What you will do:
Every record is to be returned as written, with no omissions.

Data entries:
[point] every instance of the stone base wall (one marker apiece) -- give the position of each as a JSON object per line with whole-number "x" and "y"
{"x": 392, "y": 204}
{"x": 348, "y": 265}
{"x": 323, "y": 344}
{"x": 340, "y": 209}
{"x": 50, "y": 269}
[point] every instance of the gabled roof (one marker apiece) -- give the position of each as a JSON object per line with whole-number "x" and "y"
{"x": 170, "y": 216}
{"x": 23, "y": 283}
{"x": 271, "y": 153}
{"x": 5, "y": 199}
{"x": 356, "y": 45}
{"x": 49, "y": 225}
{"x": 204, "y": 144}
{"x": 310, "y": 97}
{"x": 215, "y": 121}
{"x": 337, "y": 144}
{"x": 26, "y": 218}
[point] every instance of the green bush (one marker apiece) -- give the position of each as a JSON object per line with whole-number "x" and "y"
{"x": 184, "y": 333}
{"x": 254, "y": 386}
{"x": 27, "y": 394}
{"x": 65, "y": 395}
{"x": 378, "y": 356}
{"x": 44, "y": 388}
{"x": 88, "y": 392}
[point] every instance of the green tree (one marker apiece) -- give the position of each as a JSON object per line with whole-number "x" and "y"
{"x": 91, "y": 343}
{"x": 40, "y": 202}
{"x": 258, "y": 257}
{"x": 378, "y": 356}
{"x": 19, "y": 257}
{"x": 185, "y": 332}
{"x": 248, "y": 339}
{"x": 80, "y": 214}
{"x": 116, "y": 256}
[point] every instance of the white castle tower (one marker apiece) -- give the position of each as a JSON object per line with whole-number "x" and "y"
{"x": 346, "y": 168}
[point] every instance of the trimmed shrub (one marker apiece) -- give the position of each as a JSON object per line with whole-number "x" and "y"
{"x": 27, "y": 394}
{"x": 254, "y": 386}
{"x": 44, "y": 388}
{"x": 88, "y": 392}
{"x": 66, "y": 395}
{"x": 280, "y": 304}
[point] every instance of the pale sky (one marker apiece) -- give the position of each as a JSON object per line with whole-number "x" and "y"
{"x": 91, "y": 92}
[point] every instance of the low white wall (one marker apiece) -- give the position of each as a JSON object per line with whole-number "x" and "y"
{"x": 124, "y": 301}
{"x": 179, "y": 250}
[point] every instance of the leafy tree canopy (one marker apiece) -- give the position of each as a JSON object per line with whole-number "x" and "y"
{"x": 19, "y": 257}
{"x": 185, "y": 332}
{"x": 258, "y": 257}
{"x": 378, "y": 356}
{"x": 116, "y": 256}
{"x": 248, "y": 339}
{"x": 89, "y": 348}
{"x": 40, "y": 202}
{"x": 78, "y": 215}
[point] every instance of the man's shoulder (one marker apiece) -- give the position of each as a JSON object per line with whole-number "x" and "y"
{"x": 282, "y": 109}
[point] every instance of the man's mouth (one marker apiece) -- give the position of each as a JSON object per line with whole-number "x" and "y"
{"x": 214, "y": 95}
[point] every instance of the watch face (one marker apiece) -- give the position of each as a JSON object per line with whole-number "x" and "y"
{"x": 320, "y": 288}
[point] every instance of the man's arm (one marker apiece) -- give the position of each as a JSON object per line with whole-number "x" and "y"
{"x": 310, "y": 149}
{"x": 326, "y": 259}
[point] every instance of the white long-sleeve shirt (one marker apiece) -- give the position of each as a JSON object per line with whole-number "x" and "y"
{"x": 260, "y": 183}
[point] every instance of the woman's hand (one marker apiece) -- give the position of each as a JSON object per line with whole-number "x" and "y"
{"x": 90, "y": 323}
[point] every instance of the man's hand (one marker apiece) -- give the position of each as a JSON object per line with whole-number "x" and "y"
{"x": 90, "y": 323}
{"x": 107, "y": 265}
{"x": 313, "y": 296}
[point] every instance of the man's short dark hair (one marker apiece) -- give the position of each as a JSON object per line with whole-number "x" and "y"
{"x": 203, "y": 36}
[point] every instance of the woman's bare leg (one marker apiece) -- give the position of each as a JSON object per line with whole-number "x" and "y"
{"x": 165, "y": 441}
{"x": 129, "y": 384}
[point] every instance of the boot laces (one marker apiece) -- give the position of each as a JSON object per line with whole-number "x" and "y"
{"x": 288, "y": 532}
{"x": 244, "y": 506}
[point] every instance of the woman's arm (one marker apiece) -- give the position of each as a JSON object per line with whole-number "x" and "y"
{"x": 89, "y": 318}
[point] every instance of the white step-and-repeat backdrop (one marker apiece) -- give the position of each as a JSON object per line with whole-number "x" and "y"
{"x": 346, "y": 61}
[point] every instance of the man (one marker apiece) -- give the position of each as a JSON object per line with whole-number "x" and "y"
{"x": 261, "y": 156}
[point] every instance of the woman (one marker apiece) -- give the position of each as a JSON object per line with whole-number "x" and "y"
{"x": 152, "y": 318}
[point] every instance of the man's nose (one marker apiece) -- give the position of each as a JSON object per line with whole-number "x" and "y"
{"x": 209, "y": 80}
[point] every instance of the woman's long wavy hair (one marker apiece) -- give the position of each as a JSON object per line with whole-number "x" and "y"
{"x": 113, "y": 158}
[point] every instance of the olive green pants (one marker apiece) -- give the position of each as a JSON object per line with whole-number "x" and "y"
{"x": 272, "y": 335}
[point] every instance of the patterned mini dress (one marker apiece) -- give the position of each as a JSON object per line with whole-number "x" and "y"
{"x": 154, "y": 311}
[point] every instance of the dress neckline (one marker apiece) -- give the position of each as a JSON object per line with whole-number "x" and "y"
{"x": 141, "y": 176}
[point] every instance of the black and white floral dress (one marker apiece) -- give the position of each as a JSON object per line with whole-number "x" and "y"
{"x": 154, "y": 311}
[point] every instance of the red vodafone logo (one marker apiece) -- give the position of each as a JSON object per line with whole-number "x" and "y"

Reply to the exercise:
[point] every instance of the stone base wall (one marker apiece) -- give the position of each as a JSON object per line with whole-number "x" and "y"
{"x": 392, "y": 204}
{"x": 348, "y": 265}
{"x": 323, "y": 344}
{"x": 340, "y": 209}
{"x": 50, "y": 269}
[point] every instance of the gabled roof (one marker apiece) -- give the position of each as a JSON object per line with whole-number "x" and "y"
{"x": 170, "y": 216}
{"x": 23, "y": 283}
{"x": 271, "y": 153}
{"x": 5, "y": 199}
{"x": 356, "y": 45}
{"x": 49, "y": 225}
{"x": 204, "y": 144}
{"x": 310, "y": 97}
{"x": 215, "y": 121}
{"x": 337, "y": 144}
{"x": 26, "y": 218}
[point] every instance of the green bush (one marker apiece) -- give the position of each as a JSON object per line with whole-number "x" and "y"
{"x": 184, "y": 333}
{"x": 254, "y": 386}
{"x": 27, "y": 394}
{"x": 65, "y": 395}
{"x": 378, "y": 356}
{"x": 44, "y": 388}
{"x": 88, "y": 392}
[point] every instance of the green tree (one marker apiece) -- give the position of each as a JSON object per line with whole-number "x" and "y"
{"x": 91, "y": 343}
{"x": 40, "y": 202}
{"x": 258, "y": 257}
{"x": 378, "y": 356}
{"x": 19, "y": 257}
{"x": 185, "y": 332}
{"x": 248, "y": 339}
{"x": 80, "y": 214}
{"x": 116, "y": 256}
[point] every instance of the white castle tower (one marker apiece) -- give the position of each as a JSON object per line with whole-number "x" and "y"
{"x": 346, "y": 168}
[point] every instance of the trimmed shrub (one marker apiece) -- give the position of each as a JSON object per line with whole-number "x" and "y"
{"x": 27, "y": 394}
{"x": 254, "y": 386}
{"x": 44, "y": 388}
{"x": 88, "y": 392}
{"x": 66, "y": 395}
{"x": 280, "y": 304}
[point] every instance of the pale sky (one marker apiece) -- give the position of each as a JSON object per line with whole-number "x" and "y"
{"x": 91, "y": 92}
[point] every instance of the low white wall (one marker apiece) -- give the position of each as a JSON object per line with whole-number "x" and "y"
{"x": 124, "y": 301}
{"x": 179, "y": 250}
[point] every instance of the leafy tree canopy (one marker apiece) -- give the position of each as a JSON object per line with whole-number "x" and "y"
{"x": 19, "y": 257}
{"x": 185, "y": 332}
{"x": 258, "y": 257}
{"x": 378, "y": 356}
{"x": 116, "y": 256}
{"x": 248, "y": 339}
{"x": 89, "y": 348}
{"x": 40, "y": 202}
{"x": 78, "y": 215}
[point] every instance of the man's shoulder (one marker apiece) -- give the position of each as a JSON object per line with whole-number "x" and "y"
{"x": 282, "y": 109}
[point] every instance of the man's mouth (one marker apiece) -- give the position of each as a JSON object per line with whole-number "x" and "y"
{"x": 214, "y": 95}
[point] every instance of the watch face (one marker apiece) -- give the position of each as a JSON object per line with whole-number "x" and "y"
{"x": 320, "y": 288}
[point] every instance of the man's arm (one marker apiece) -- give the position of each as a JSON object per line with whole-number "x" and "y"
{"x": 310, "y": 149}
{"x": 326, "y": 259}
[point] every instance of the white long-sleeve shirt (one marker apiece) -- give the position of each as a JSON object per line with whole-number "x" and "y"
{"x": 260, "y": 183}
[point] every instance of the woman's hand (one marker apiece) -- give the position of each as a JSON object per line with whole-number "x" and "y"
{"x": 90, "y": 323}
[point] every instance of the man's hand (one marker apiece) -- give the position of each as a JSON object per line with whole-number "x" and "y"
{"x": 90, "y": 323}
{"x": 107, "y": 265}
{"x": 313, "y": 296}
[point] every instance of the man's short dark hair (one marker apiece) -- give the position of each as a JSON object per line with whole-number "x" and "y"
{"x": 203, "y": 36}
[point] every instance of the woman's bare leg (one marker apiece) -- give the position of each as a JSON object per line with whole-number "x" and "y"
{"x": 165, "y": 441}
{"x": 129, "y": 384}
[point] every instance of the boot laces (one marker apiece) -- give the position of each as a JSON object per line with whole-number "x" and "y"
{"x": 288, "y": 532}
{"x": 244, "y": 506}
[point] every instance of the woman's arm (one marker apiece) -- give the position of each as a JSON object per line with whole-number "x" and "y"
{"x": 89, "y": 318}
[point] every instance of the white step-and-repeat backdrop (one marker apiece) -- give the position of each as a JSON object per line with whole-number "x" and "y"
{"x": 346, "y": 61}
[point] every instance of the man (one marker apiece) -- give the position of each as a JSON object per line with whole-number "x" and "y"
{"x": 261, "y": 156}
[point] every instance of the woman (one marker apiece) -- give the position of each as a JSON object per line with whole-number "x" and "y"
{"x": 152, "y": 318}
[point] every instance of the man's nose (one marker apiece) -- give the position of each as a JSON object per line with whole-number "x" and "y"
{"x": 209, "y": 80}
[point] every instance of the woman's long wavy hair (one marker apiece) -- give the position of each as a JSON object per line with whole-number "x" and "y"
{"x": 113, "y": 158}
[point] every instance of the olive green pants (one marker apiece) -- give the position of each as a JSON object per line with whole-number "x" and "y"
{"x": 272, "y": 335}
[point] every instance of the patterned mini dress (one marker apiece) -- give the position of each as a JSON object per line with whole-number "x" and "y"
{"x": 154, "y": 311}
[point] every instance of the dress neckline (one marker apiece) -- give the position of each as a JSON object per line with whole-number "x" and "y"
{"x": 141, "y": 176}
[point] every instance of the black and white floral dress (one marker apiece) -- give the position of each as a JSON object per line with whole-number "x" and "y"
{"x": 154, "y": 311}
[point] every instance of the red vodafone logo (one marker apiece) -- give the position of each as a JSON object per line with whole-number "x" and "y"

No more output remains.